I actually planned on giving the post a shout out this week, not because I advocate for the mindset that might be implicit in his words—but most of what he says about optics is true.
For example, when he said, “whether you like it or not/however you feel about it, it’s how it is.”
Even if it’s not the world we want, he’s telling us the world we have. We can do a separate set of things to change and influence that, and choose to do the right thing, but it’s important to understand the environment you’re in, because a lot of what he says is unspoken and you’re left to realize it through experience.
To your point, I agree we shouldn’t solely optimize for optics, but it didn’t seem like he was arguing for people to do that either. It seemed like he was arguing for not being overly dogmatic on a set of idealistic “rules of engineering” and to instead be more pragmatic, realizing it’s just about understanding what your leadership cares about as your users
Where decisions are made by people, optics play a role I agree with that. What I don't agree with is going along with optics when its obvious the work isn't leading the group in the right direction, disagree with this take:
"If you ship something users hate and makes no money, but your leadership team is happy, you still shipped"
> a lot of what he says is unspoken and you’re left to realize it through experience.
Agree, there were some good points. I think if he left out some of the extreme points of pandering to optics to the companies detriment this would've been a much better writeup.
> realizing it’s just about understanding what your leadership cares about as your users
Yep it is important to understand what your leadership cares about, but he advocated blindly going with leadership regardless of if they are right or not. That felt off to me. Strong ICs should speak up when the ship is going in the wrong direction.
Makes sense and I think we are on the same page from a mindset perspective. I think we might just differ on interpretation of the article.

◆ Supplied material:
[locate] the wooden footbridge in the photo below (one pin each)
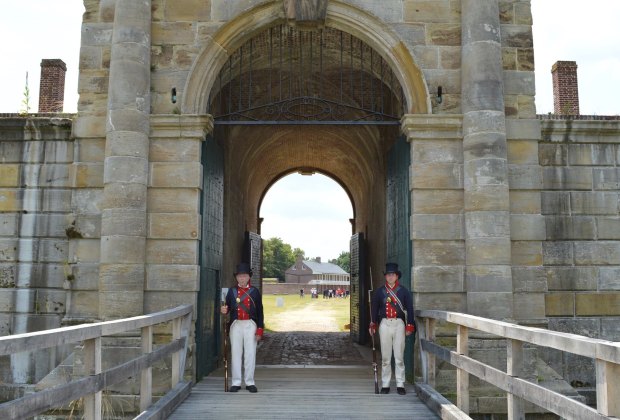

◆ Short problem:
In the discussion about optics, what does one commenter say strong ICs should do?

◆ Response:
Strong ICs should speak up when the ship is going in the wrong direction.